Page:
^^^^^^^^^^^^^^^^

There is a growing demand for electrical power as industry and economies develop that can sometimes result in insufficient power. To solve this problem, we are striving to expand the electricity supply facilities to enhance the power supply. However, despite our efforts, there is a limit to the extent to which supply facilities can be increased. Therefore, demand response (DR) management [1,2,3,4] of electrical power is a current trend and an alternative to focusing on expanding supply facilities. DR can provide a predictive method to control the power flow of an energy storage system (ESS), photovoltaic (PV) supply, buildings and grid [1] and based on a combination of a time-based and incentive-based DR program, a real-time incentive DR program can reduce the peak load [2]. DR programs using a game model [3,4] are effective in improving grid efficiency and reliability. The main policy of demand response is to improve energy efficiency and power load management. Regarding energy efficiency, forecasting electricity usage can be an essential method to save energy and shave peak loads. Research regarding load forecasting is currently in progress using statistical methods and time-series models.
Specifically, these load forecasting methods include regression analysis, exponential smoothing, and neural networks. Regression analysis [5,6,7,8] is a method used to predict the load and then utilize the data to forecast load and independent variables such as temperature and GDP (Gross Domestic Product) [5]. Exponential smoothing models [9,10,11,12] offer an alternative method to forecast electricity usage using recently measured data and different types of weighting. This method can improve the error rate of predicted data because the recent data has a greater value in the weighting. On the other hand, older data has weight that decreases exponentially over time. Neural networks are one method to artificially model the human brain mathematically and such models can require more and different types of weights and variables. Neural networks can also be linked to non-linear models to distinguish between dependent variables and independent ones. The load forecasting method that combines soft computing and neural networks is the new approach called hybrid methodologies [13]. This model is different from traditional forecasting models such as statistical methods. Data mining framework can also be an intelligent analysis and prediction of energy consumption based on electricity data [14,15].
In this paper, we propose an algorithm for forecasting the duration of maximum electrical load using random sampling and a cumulative slope index. The reasons that we choose a proposed approach are because we do not need a lot of training data to forecast electricity usage patterns. Second, only electricity data (single variable) can be utilized to predict maximum electrical load durations. Finally, the proposed approach is a simple and efficient method to maintain prediction accuracy without a complicated model before moving toward a long-term and ultimate solution such as machine learning. What we propose to do here is to forecast maximum electrical load duration for a building with a constant lifestyle and electricity pattern on a weekly basis (except for holidays and weekends: Saturdays and Sundays). To verify the algorithm, we utilized the electricity data (2015.11–2016.12) obtained from the headquarters building of Korea Electric Power Knowledge Data & Network (KEPCO KDN) located in Naju City, South Korea. The reason that the proposed algorithm can forecast the future electrical load of buildings is because household or office buildings have relatively constant electrical usage patterns. Therefore, for these, we can forecast the pattern of electrical use and maximum electrical load duration using the algorithm. Normally, we might use conventional and sequential correlation analysis to forecast the pattern and load duration. However, the proposed algorithm is intended to forecast electrical use patterns and maximum electrical load duration using repetitive correlation analysis with data extracted from random sampling to analyze as many data as possible to model the pattern of electrical usage.

^^^^^^^^^^^^^^^^

Supplied entries:

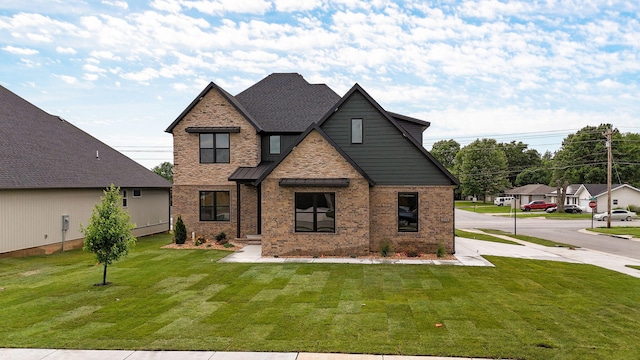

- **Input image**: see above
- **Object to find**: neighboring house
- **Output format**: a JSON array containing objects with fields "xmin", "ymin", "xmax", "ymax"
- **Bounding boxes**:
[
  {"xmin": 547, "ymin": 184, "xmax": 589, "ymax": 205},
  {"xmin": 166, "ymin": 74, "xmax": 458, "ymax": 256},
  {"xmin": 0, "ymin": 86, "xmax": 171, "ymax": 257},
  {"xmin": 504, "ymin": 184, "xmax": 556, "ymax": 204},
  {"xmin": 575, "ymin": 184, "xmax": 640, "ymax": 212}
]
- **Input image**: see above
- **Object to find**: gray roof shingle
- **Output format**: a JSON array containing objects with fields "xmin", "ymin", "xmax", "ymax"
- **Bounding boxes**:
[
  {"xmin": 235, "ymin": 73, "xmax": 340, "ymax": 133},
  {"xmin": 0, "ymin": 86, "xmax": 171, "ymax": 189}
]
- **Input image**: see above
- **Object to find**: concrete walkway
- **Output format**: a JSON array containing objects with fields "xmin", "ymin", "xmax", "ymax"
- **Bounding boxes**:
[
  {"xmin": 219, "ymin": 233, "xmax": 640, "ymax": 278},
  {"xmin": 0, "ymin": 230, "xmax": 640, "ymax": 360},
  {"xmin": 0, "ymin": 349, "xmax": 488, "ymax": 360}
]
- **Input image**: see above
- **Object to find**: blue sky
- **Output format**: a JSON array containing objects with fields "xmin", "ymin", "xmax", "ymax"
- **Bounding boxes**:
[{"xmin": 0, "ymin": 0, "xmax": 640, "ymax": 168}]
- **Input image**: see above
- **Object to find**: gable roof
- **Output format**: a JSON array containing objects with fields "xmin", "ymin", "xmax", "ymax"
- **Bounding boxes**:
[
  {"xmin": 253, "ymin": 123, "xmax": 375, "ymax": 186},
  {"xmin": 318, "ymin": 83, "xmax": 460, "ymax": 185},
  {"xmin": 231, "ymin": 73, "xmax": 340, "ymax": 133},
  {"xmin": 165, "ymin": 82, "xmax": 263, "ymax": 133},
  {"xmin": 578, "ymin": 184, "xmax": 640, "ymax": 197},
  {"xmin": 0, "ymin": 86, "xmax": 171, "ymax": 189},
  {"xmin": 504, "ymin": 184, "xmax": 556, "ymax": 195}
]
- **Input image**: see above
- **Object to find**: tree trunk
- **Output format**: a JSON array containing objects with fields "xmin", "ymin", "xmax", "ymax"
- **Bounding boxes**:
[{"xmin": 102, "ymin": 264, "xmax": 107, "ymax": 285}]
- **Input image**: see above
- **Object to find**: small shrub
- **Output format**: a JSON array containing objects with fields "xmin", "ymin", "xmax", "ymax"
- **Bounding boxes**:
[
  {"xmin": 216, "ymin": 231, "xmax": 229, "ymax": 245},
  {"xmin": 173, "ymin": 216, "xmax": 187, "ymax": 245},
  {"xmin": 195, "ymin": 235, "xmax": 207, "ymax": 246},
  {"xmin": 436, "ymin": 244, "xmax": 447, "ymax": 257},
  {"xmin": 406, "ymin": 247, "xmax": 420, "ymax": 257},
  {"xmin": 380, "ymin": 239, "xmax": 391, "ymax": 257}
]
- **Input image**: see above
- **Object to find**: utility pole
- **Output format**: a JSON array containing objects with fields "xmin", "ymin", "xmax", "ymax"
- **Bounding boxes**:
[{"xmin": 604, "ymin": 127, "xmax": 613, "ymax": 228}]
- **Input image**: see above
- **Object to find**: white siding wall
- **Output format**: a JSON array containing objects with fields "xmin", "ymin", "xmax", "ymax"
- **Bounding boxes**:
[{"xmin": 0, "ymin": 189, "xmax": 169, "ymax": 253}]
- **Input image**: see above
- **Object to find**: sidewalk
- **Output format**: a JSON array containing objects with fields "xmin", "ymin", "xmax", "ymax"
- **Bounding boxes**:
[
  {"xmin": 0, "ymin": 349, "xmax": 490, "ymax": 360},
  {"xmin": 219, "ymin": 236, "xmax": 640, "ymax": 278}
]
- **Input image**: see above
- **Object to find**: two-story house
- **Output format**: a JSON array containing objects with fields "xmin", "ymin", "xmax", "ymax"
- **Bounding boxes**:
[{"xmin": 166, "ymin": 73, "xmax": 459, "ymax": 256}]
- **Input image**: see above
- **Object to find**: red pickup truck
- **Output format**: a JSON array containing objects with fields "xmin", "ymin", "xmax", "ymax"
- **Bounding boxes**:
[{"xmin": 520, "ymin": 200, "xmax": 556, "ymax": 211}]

^^^^^^^^^^^^^^^^

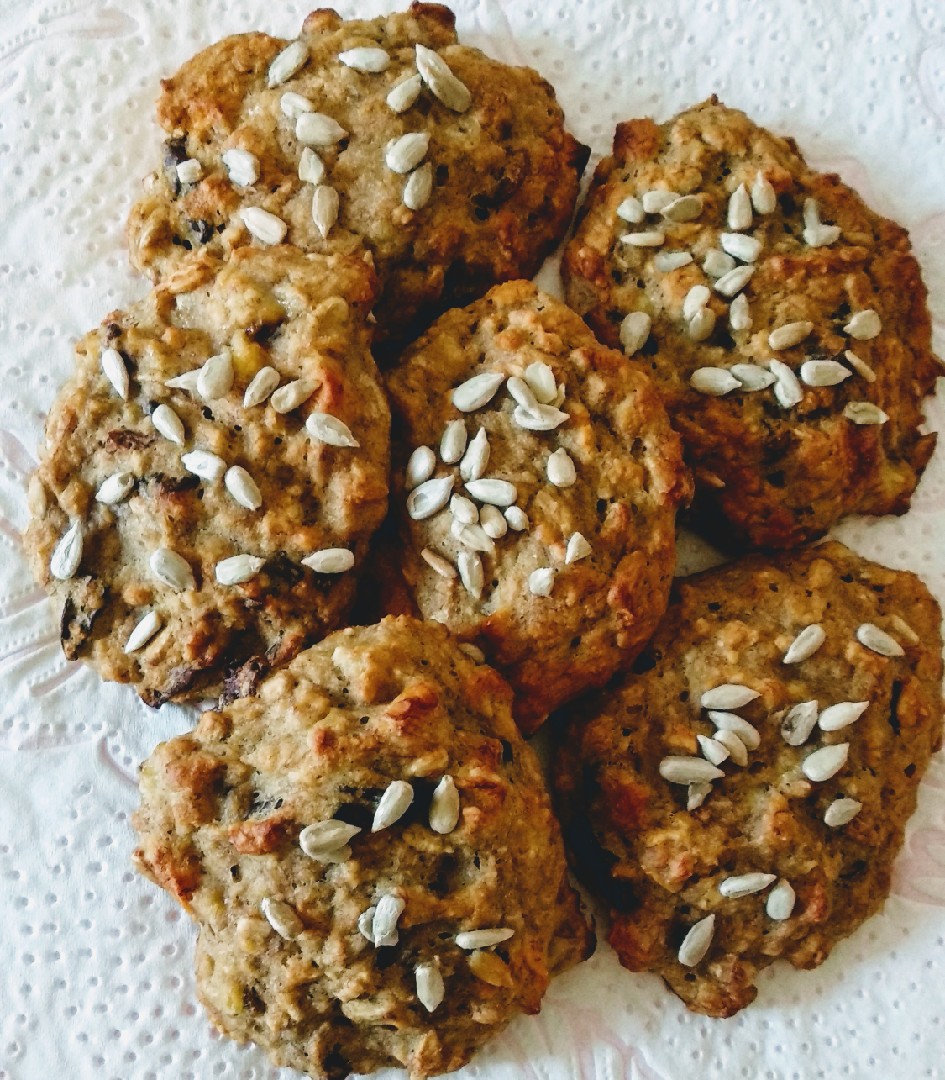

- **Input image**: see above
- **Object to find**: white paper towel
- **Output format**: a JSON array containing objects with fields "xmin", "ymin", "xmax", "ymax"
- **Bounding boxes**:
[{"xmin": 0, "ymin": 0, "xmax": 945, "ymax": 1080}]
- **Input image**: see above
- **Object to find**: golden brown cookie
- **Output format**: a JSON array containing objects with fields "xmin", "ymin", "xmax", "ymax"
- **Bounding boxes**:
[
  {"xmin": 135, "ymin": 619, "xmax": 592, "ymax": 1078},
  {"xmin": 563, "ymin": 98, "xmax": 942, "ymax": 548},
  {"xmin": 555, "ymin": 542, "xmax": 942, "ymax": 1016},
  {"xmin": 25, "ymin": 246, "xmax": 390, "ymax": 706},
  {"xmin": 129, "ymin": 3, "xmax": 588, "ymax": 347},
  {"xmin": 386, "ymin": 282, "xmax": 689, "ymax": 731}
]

^^^^^^^^^^^^^^^^

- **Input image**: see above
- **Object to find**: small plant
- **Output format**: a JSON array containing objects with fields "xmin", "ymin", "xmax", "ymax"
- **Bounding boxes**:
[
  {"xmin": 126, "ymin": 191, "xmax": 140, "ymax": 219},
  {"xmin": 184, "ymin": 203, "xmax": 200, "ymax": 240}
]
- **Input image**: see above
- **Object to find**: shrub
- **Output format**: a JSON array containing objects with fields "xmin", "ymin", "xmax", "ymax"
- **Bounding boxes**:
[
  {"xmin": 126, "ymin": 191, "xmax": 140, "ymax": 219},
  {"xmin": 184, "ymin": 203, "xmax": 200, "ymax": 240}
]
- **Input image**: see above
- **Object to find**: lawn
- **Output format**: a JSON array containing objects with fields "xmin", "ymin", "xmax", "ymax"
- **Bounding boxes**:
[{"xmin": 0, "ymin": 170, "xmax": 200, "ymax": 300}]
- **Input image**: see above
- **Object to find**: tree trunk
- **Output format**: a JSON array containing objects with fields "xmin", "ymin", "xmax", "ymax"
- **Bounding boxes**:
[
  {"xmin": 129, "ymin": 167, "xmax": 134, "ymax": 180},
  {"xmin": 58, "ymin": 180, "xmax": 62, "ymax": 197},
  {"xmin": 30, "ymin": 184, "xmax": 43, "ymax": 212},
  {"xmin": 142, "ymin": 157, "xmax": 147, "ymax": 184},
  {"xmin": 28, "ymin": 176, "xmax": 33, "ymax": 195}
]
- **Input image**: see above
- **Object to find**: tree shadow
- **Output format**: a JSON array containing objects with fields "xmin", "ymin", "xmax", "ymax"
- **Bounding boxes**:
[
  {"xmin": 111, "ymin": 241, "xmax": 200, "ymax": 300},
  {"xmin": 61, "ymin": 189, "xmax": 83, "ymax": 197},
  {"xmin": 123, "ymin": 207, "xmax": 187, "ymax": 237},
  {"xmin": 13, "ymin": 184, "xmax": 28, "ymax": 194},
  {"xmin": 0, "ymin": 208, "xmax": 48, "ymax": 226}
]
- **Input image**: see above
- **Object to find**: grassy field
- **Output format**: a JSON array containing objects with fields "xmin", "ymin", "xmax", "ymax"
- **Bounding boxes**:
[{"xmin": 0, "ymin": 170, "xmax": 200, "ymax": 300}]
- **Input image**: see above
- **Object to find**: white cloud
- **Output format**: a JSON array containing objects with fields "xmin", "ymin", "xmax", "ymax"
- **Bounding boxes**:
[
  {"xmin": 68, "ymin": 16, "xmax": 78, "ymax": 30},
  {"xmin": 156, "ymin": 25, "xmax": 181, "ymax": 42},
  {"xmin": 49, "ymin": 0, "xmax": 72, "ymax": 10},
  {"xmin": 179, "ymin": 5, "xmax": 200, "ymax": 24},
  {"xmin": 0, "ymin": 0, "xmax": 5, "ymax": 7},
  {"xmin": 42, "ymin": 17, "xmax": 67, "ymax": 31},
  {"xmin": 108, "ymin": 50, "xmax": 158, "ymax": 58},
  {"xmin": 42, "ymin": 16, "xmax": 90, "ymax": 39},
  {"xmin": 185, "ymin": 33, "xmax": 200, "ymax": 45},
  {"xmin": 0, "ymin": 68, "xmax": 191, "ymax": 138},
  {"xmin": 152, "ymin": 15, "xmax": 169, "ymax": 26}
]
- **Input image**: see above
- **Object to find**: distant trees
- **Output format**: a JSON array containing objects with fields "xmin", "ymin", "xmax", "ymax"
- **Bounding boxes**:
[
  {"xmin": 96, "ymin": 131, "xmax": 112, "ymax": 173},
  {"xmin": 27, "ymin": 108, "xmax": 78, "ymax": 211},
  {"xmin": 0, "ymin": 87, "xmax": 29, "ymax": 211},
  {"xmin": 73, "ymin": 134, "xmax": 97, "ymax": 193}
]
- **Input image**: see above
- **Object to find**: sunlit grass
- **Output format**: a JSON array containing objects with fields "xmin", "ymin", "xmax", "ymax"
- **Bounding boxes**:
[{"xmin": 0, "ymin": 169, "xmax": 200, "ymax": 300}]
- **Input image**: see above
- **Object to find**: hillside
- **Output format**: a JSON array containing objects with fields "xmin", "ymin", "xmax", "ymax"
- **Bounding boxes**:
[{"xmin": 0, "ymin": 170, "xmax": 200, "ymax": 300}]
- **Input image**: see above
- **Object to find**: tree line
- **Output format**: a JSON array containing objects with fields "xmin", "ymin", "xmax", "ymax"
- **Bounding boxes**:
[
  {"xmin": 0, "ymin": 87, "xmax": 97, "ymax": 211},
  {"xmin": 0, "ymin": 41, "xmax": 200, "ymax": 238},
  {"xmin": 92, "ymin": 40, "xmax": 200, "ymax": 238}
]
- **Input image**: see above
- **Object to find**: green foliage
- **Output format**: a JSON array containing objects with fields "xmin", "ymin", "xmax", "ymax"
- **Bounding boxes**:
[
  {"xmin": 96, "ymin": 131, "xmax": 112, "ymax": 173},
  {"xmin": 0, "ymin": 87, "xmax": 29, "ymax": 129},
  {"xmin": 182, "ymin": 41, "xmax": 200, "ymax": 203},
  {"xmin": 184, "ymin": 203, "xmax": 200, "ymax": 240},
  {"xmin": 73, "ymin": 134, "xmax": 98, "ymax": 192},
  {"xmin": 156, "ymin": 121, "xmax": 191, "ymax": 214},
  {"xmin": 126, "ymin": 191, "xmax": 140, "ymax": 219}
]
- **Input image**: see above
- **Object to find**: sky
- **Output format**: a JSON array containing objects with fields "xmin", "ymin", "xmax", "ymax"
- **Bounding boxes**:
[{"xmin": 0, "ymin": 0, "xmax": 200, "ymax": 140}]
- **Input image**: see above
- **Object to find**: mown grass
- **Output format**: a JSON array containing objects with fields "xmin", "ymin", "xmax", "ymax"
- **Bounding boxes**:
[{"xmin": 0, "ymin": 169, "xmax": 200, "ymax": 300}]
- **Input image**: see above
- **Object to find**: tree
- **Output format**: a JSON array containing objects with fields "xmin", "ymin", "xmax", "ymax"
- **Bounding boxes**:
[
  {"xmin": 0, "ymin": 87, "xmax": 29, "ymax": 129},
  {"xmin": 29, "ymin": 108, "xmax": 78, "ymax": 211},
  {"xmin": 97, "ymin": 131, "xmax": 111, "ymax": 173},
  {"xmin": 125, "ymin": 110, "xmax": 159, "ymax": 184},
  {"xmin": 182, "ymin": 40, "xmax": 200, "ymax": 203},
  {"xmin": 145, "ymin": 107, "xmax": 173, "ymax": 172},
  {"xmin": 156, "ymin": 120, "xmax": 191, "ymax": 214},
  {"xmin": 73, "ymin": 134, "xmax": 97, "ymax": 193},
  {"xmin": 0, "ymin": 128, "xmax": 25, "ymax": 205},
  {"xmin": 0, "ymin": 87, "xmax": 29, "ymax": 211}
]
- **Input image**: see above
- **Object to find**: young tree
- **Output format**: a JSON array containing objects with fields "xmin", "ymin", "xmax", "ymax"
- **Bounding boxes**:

^^^^^^^^^^^^^^^^

Objectives:
[1] List every abbreviation that the load forecasting text spells out, with each one's full form.
[2] Carry on the load forecasting text, starting right after its final sentence.

Per-task answers:
[1]
- DR: demand response
- ESS: energy storage system
- PV: photovoltaic
- GDP: Gross Domestic Product
- KEPCO KDN: Korea Electric Power Knowledge Data & Network

[2]
By applying the proposed approach, we offer the potential that the electrical use pattern can be obtained more quickly than by using sequential correlation analysis, in terms of a stochastic method. In the second section, we will see how conventional and sequential correlation analysis is used to extract an electrical use pattern that can represent monthly data. In the third section, we propose the algorithm, defining an alternative approach to forecast electrical use patterns that can represent monthly data, employing random sampling and repetitive correlation analysis. Finally, to evaluate and flesh out the performance of the proposed algorithm, we will forecast maximum electrical load durations with each of three models (random, moving average, and exponential smoothing model). Then, we will discuss the quantitative results of the proposed algorithm using random sampling.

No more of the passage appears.